**Objectif du travail**. D'après l'extrait proposé, que dit le préambule de 46 au sujet de tout travailleur ?

Daniel Cohn-Bendit  : "Et si on arrêtait les conneries, plaidoyer pour une révolution politique" (mars 2016, Fayard).

Un compromis avec les fondements de la République

Le fameux idéologue révolutionnaire, émeutier,  de mai 68, avait contribué à mettre la France sens dessus dessous, au prétexte qu’il lui était interdit d’accéder au dortoir des filles. Depuis la parution de son dernier livre, il est invité de tous les médias. Le personnage, avec sa faconde rigolote, a toujours dit   (http://www.lefigaro.fr/politique/2009/08/20/01002-20090820ARTFIG00236-cohn-bendit-un-touche-a-tout-libre-.php),  que son rêve, c'était d'être le plus polyvalent possible, vis-à-vis de la politique». Il se rêve en couteau suisse de la politique, comme les patrons rêvent d’employés flexibles, qu’ils pourraient affecter de façon souple et réversible à différents postes, à des horaires disparates etc.

Il explique donc que la révolution… c’est le compromis ! Pourtant -cela va peut-être sans dire, mais cela va encore mieux en le disant, et même en le soulignant-  le compromis peut valoir, sur le plan technique, ponctuel, partiel, mais comment abandonner quoi que ce soit des « Droits de l’homme », ou du préambule de la Constitution de 46, parties, avec  la Constitution de la Vème République, du « bloc de constitutionalité », c’est-à-dire de l’ensemble des principes et des valeurs devant lesquelles toute Loi doit s’incliner ? Ainsi peut-on lire, dans le préambule de 46, : « Tout travailleur participe, par l'intermédiaire de ses délégués, à la détermination collective des conditions de travail ainsi qu'à la gestion des entreprises. » Doit-on concéder, alors, à MM. Cohn-Bendit et Hollande, Gattaz, à la CFDT, que l’employeur puisse se dispenser de l’avis des syndicats, livrant, par référendum interne, la décision des salariés à la seule propagande des informations télévisées et radiophoniques, elles mêmes aux mains de grands patrons ?

**Données brutes**.
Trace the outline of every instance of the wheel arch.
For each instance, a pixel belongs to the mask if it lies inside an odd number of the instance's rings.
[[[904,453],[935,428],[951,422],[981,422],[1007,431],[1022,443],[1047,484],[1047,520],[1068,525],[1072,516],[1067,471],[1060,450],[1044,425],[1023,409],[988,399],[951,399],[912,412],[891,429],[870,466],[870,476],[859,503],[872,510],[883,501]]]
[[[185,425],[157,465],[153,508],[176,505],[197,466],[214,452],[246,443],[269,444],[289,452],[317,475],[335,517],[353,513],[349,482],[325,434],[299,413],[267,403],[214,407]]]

**Solution proposée**. Tout travailleur participe, par l'intermédiaire de ses délégués, à la détermination collective des conditions de travail ainsi qu'à la gestion des entreprises.